» What you have to do
Would you reproduce all of the entries exactly?

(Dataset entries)
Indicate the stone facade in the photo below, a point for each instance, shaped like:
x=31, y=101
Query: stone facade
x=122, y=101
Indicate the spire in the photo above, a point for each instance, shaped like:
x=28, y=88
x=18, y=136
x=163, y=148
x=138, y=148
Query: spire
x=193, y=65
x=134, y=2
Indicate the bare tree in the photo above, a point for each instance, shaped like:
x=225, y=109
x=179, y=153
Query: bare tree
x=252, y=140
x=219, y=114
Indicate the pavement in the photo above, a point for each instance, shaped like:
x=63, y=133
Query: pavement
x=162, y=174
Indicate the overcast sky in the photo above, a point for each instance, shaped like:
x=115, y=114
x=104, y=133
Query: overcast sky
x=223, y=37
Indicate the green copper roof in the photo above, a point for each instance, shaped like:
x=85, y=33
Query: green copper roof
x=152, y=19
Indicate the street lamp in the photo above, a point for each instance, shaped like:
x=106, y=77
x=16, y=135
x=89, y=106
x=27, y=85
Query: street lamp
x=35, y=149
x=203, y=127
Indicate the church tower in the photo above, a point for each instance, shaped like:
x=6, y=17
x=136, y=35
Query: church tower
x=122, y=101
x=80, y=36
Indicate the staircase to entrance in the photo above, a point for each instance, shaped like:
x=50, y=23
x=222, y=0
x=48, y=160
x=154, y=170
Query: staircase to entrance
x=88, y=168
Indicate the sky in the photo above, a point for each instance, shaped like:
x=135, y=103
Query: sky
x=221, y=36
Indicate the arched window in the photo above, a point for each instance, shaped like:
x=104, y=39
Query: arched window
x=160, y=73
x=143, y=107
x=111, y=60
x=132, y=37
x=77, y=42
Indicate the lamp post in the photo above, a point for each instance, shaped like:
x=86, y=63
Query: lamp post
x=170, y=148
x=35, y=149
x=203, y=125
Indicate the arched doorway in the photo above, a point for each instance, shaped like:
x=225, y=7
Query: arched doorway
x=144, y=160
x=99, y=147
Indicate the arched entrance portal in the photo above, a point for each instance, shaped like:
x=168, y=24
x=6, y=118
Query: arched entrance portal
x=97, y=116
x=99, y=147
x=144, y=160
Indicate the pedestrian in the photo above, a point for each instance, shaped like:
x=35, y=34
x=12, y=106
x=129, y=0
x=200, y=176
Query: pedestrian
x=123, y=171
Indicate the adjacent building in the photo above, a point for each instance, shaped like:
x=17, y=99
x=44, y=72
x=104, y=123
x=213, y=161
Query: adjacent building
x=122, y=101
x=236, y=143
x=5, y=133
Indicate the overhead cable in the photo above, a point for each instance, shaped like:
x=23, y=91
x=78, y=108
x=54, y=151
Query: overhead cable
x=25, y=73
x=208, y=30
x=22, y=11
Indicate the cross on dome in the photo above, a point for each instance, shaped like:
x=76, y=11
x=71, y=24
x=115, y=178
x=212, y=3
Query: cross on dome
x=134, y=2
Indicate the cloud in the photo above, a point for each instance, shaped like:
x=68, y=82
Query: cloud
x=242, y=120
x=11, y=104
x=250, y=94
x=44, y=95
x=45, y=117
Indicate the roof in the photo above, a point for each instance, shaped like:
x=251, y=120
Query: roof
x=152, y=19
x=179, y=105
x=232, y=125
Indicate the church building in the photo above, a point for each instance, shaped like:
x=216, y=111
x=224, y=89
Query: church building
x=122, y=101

» Output below
Indicate the stone facade in the photo below, a point for each instance, shaped like:
x=31, y=101
Query: stone facade
x=122, y=101
Indicate the spire in the photo above, a point for each instance, shaped like:
x=28, y=88
x=18, y=136
x=163, y=148
x=138, y=148
Query: spire
x=193, y=65
x=134, y=2
Indicate the bare tree in the photo above, a point for each instance, shaped like:
x=225, y=109
x=179, y=153
Query: bare tree
x=252, y=140
x=219, y=114
Indicate the pavement in the photo above, a point for each instance, shaped like:
x=63, y=133
Query: pavement
x=162, y=174
Indicate the overcast sky in the photo above, a point for each instance, shaped like:
x=115, y=114
x=104, y=133
Query: overcast sky
x=223, y=37
Indicate the green copper roof in the photo above, a point for each instance, shaped like:
x=85, y=33
Query: green copper roof
x=152, y=19
Indicate the street lamp in the photo above, a point for each instance, shaped like:
x=106, y=77
x=16, y=135
x=89, y=106
x=27, y=85
Query: street lamp
x=35, y=149
x=203, y=127
Indicate the church tower in the photo above, a point for each instance, shaped like:
x=6, y=17
x=136, y=35
Query: church tower
x=122, y=101
x=80, y=36
Indicate the staircase to entrance in the photo above, a point for each instance, shaped like:
x=50, y=23
x=222, y=0
x=48, y=160
x=154, y=170
Query: staircase to entrance
x=88, y=168
Indicate the sky in the photo above, a point for each instance, shaped like:
x=135, y=103
Query: sky
x=221, y=36
Indicate the arched window in the photo above, a point for each instance, shaped like:
x=104, y=39
Query: arched window
x=160, y=73
x=143, y=107
x=111, y=60
x=132, y=37
x=77, y=42
Indicate the lamp post in the photo above, a point for each instance, shaped like:
x=86, y=63
Query: lamp post
x=170, y=148
x=35, y=149
x=203, y=125
Indicate the arched doorway in the photo above, a point for each instance, shaped like:
x=225, y=7
Query: arched doorway
x=144, y=160
x=99, y=147
Indicate the arched entrance portal in the photo above, a point for each instance, shaped like:
x=168, y=24
x=6, y=118
Query: arched entrance portal
x=97, y=116
x=99, y=147
x=144, y=160
Indicate the pedestrian in the photo above, a point for each instance, shaped like:
x=35, y=34
x=12, y=106
x=129, y=0
x=200, y=176
Query: pedestrian
x=123, y=171
Indicate the adjacent building in the photo above, a point for each instance, shaped like:
x=17, y=99
x=44, y=72
x=104, y=123
x=213, y=161
Query: adjacent building
x=122, y=101
x=236, y=143
x=5, y=133
Indicate the overhead cable in the photo above, a point for each instance, shaped like:
x=23, y=91
x=78, y=108
x=54, y=151
Query: overhead cable
x=25, y=73
x=208, y=30
x=22, y=11
Indicate the cross on dome in the photo above, a point for each instance, shaped like:
x=76, y=11
x=71, y=24
x=115, y=178
x=212, y=3
Query: cross on dome
x=134, y=2
Indicate the cloud in the photo above, a point for each instance, shaped like:
x=68, y=82
Query: cloud
x=242, y=120
x=11, y=104
x=250, y=94
x=44, y=95
x=45, y=117
Indicate the roof in the photo above, a point for each instance, shaped like:
x=251, y=120
Query: roof
x=152, y=19
x=179, y=105
x=232, y=125
Indicate the church building in the photo above, a point for each instance, shaped like:
x=216, y=111
x=224, y=89
Query: church building
x=122, y=101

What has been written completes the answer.